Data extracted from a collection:

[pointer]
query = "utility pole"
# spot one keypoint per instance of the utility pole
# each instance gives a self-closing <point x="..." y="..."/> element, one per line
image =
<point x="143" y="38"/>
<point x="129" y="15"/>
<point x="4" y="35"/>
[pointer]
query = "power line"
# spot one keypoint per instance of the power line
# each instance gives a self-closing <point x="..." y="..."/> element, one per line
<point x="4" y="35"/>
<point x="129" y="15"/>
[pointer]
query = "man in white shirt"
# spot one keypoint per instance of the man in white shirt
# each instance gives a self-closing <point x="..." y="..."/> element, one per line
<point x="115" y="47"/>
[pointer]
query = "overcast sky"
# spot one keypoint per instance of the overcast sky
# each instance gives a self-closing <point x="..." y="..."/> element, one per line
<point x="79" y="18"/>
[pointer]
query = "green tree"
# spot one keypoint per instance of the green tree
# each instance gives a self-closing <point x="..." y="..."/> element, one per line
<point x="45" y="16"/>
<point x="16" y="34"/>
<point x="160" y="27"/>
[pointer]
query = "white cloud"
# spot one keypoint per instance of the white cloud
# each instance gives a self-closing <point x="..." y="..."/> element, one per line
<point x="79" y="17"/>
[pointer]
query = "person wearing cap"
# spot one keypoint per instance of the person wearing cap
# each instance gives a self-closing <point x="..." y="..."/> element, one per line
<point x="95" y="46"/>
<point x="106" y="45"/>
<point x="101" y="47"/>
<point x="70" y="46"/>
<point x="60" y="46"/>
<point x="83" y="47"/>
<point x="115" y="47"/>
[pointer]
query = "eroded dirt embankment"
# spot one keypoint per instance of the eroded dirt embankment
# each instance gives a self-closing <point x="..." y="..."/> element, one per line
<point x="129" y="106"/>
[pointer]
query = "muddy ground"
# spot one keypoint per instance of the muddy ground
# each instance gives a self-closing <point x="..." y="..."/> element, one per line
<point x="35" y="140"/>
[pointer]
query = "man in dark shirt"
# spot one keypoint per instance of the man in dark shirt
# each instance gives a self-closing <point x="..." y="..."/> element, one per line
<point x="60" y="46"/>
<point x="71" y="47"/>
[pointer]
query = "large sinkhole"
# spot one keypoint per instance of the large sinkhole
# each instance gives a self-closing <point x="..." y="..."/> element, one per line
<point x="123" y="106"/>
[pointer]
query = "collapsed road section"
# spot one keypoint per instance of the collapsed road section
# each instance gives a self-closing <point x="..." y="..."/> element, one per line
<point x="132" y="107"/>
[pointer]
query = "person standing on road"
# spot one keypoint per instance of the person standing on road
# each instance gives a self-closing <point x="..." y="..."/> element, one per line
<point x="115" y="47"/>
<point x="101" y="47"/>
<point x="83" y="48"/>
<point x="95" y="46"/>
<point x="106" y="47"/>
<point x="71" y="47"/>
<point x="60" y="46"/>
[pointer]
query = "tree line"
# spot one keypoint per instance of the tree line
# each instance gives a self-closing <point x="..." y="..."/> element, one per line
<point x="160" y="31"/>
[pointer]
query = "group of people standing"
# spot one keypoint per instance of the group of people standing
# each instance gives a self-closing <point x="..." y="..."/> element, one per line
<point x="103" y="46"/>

» **What you should do**
Reproduce each record shown above without altering a single word.

» **Written response**
[pointer]
query = "utility pole"
# spot one keypoint per instance of the utility pole
# each instance gives a self-closing <point x="..." y="..."/> element, one per line
image =
<point x="143" y="38"/>
<point x="129" y="15"/>
<point x="4" y="35"/>
[pointer]
query = "power line"
# spot one keypoint per instance of the power line
# each instance gives a self-closing <point x="..." y="..."/> element, one per line
<point x="4" y="35"/>
<point x="129" y="15"/>
[pointer]
query = "man in white shirt"
# spot one keypoint per instance of the man in white shirt
# each instance gives a self-closing <point x="..." y="..."/> element, one per line
<point x="115" y="47"/>
[pointer]
query = "overcast sky"
# spot one keypoint per instance of the overcast sky
# each instance gives a self-closing <point x="..." y="..."/> element, one per line
<point x="79" y="18"/>
[pointer]
query = "green tree"
# spot one keypoint per instance of the green tree
# each instance gives a self-closing <point x="..." y="..."/> element, one per line
<point x="45" y="16"/>
<point x="16" y="34"/>
<point x="160" y="27"/>
[pointer]
query = "white cloud"
# spot one keypoint per instance of the white cloud
# each instance gives a self-closing <point x="..." y="..."/> element, one per line
<point x="79" y="17"/>
[pointer]
query = "person wearing cap"
# spot one keypoint per instance of the person wearing cap
# each instance gives a self-closing <point x="..." y="..."/> element, one per line
<point x="95" y="46"/>
<point x="106" y="45"/>
<point x="101" y="47"/>
<point x="70" y="46"/>
<point x="60" y="46"/>
<point x="83" y="47"/>
<point x="115" y="47"/>
[pointer]
query = "eroded dirt embankment"
# spot one keypoint per instance of the eroded dirt embankment
# each instance gives a self-closing <point x="..." y="..."/> element, one per line
<point x="129" y="106"/>
[pointer]
query = "muddy ground"
# spot one keypoint per instance of the muddy ground
# each instance gives a self-closing <point x="..." y="..."/> element, one per line
<point x="35" y="140"/>
[pointer]
query = "man in dark shirt"
# spot one keypoint per instance of the man in dark shirt
# each instance gives a self-closing <point x="..." y="..."/> element, one per line
<point x="60" y="46"/>
<point x="71" y="47"/>
[pointer]
query = "large sinkhole"
# spot one keypoint per instance of the large sinkhole
# each instance gives a self-closing <point x="..." y="..."/> element, one per line
<point x="123" y="106"/>
[pointer]
query = "collapsed road section"
# spot one keypoint per instance of the collapsed road section
# each instance gives a self-closing <point x="..." y="..."/> element, one per line
<point x="132" y="107"/>
[pointer]
query = "person standing on road"
# spot one keypoint per instance of the person standing on road
# each instance gives a self-closing <point x="..." y="..."/> element, one per line
<point x="115" y="47"/>
<point x="101" y="47"/>
<point x="83" y="48"/>
<point x="95" y="46"/>
<point x="106" y="47"/>
<point x="71" y="47"/>
<point x="60" y="46"/>
[pointer]
query = "tree line"
# spot one keypoint per instance of the tree line
# each instance gives a self-closing <point x="..." y="..."/> element, one per line
<point x="160" y="31"/>
[pointer]
query = "group of people standing"
# spot one keypoint per instance of the group of people standing
# each instance gives a self-closing <point x="..." y="..."/> element, one per line
<point x="103" y="46"/>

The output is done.